SHORT TASK 1: Please reproduce the stretch of the passage on the blood of Jesus and the Cross from "5. Today we" through "this deeper soon).", word for word.

═══ DOCUMENT EXTRACT

5. Today we can walk in liberty and freedom, because the blood of Jesus has been shed for us. The provision of the blood of Jesus precedes all our predicaments. All our sins. All our errors. This is mercy. But the blood also releases God’s abundant grace, so we are empowered to avoid costly errors. (We shall explore this deeper soon).
Finally, a view of the Cross is important here. Jesus was sinless. He took upon himself the sin of man. God released the full punishment upon Jesus for our sins, in order to fulfil His righteous judgement, yet in the same act, he protected us from His wrath, absorbed our punishment, whilst extending mercy and grace to us. That is why, to ignore the Cross of Jesus, and refuse its provisions, is to tell God he does not know what He is doing. That is why, the bible says in John 3:17 For God did not send His Son into the world to condemn the world, but that the world through Him might be saved.18 “He who believes in Him is not condemned; but he who does not believe is condemned already, because he has not believed in the name of the only begotten Son of God. 19 And this is the condemnation, that the light has come into the world, and men loved darkness rather than light, because their deeds were evil. 20 For everyone practicing evil hates the light and does not come to the light, lest his deeds should be exposed. 21 But he who does the truth comes to the light, that his deeds may be clearly seen, that they have been done in God.”

══════

SHORT TASK 2: Rewrite the records, from the line containing "pavement in the photo above." through the end of the records, with "uniform" replaced by "fatigues" and nothing else changed.

═══ MATERIAL FOR THE TASK

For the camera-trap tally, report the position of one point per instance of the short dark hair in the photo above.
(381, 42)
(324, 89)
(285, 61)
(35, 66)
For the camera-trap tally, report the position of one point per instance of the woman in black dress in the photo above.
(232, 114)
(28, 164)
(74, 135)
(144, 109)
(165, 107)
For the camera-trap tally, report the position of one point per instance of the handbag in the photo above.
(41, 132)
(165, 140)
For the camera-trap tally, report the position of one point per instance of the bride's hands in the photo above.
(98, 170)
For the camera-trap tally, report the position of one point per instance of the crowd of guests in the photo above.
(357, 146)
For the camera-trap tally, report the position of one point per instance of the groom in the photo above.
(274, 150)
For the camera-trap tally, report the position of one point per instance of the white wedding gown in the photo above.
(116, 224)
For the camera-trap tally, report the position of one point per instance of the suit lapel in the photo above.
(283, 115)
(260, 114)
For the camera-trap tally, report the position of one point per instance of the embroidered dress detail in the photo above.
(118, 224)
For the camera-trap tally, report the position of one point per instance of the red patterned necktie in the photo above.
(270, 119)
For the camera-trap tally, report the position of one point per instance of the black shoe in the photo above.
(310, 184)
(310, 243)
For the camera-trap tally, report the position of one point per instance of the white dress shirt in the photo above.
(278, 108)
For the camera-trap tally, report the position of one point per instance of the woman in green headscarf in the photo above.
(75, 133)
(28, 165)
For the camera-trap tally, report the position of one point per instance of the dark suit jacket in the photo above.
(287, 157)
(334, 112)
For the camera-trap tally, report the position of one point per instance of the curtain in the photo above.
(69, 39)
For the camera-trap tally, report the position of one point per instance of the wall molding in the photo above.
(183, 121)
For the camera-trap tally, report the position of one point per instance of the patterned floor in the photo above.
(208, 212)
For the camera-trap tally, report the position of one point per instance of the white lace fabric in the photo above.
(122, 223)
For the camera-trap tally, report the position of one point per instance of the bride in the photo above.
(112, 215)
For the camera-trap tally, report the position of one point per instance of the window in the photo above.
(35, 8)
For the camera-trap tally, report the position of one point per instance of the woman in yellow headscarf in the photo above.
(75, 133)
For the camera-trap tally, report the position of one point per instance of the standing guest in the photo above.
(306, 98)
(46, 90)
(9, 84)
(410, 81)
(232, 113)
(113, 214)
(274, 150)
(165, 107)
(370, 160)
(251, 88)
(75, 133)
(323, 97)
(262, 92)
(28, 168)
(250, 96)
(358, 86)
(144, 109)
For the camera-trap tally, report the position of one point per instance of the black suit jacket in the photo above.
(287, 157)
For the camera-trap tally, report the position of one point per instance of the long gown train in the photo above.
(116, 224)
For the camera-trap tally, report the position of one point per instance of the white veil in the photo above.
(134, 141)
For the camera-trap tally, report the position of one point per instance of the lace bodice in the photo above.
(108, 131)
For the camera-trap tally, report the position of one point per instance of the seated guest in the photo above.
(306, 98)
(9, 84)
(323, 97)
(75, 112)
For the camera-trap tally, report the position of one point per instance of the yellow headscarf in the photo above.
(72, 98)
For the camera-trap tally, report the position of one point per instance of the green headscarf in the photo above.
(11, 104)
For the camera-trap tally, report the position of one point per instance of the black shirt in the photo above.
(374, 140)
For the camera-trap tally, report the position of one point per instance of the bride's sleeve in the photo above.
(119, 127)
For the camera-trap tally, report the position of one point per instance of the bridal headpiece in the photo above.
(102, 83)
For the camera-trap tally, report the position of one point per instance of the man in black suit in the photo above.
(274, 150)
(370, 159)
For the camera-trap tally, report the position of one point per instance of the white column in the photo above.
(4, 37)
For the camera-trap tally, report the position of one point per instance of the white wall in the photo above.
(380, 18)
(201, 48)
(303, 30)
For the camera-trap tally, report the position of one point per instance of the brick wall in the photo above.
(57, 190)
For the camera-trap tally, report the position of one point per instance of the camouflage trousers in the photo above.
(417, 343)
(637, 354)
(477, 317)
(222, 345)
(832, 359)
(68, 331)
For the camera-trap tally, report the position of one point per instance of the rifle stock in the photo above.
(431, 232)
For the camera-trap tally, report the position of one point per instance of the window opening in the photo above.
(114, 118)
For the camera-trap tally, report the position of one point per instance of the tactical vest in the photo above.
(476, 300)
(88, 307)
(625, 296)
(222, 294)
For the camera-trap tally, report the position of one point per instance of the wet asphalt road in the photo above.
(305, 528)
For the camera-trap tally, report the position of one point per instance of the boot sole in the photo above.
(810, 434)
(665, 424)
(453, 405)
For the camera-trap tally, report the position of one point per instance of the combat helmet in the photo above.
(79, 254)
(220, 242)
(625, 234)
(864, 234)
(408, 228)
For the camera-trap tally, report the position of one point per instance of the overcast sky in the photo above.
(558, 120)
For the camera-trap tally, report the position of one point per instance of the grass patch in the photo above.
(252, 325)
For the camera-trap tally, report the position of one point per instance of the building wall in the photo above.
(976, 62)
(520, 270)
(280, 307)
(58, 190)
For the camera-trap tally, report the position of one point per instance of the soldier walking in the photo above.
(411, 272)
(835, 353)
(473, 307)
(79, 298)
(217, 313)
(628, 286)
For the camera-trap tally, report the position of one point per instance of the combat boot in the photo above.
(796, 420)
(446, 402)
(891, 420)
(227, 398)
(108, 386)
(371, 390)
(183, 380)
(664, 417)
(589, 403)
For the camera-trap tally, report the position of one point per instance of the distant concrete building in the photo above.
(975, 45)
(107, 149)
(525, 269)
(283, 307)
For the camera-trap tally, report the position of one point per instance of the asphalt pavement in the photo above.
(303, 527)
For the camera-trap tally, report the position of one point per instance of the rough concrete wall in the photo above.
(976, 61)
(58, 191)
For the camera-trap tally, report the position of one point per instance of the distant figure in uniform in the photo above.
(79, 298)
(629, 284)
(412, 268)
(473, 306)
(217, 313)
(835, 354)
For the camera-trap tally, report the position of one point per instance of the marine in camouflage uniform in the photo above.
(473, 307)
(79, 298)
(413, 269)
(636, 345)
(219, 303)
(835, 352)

══════

CORRECT RESULT 1:
5. Today we can walk in liberty and freedom, because the blood of Jesus has been shed for us. The provision of the blood of Jesus precedes all our predicaments. All our sins. All our errors. This is mercy. But the blood also releases God’s abundant grace, so we are empowered to avoid costly errors. (We shall explore this deeper soon).

CORRECT RESULT 2:
For the camera-trap tally, report the position of one point per instance of the asphalt pavement in the photo above.
(303, 527)
For the camera-trap tally, report the position of one point per instance of the rough concrete wall in the photo above.
(976, 61)
(58, 191)
For the camera-trap tally, report the position of one point per instance of the distant figure in fatigues in the photo above.
(79, 298)
(629, 284)
(412, 268)
(473, 306)
(217, 313)
(835, 354)
For the camera-trap tally, report the position of one point per instance of the marine in camouflage fatigues in the photo above.
(473, 307)
(79, 298)
(413, 269)
(636, 345)
(219, 303)
(835, 352)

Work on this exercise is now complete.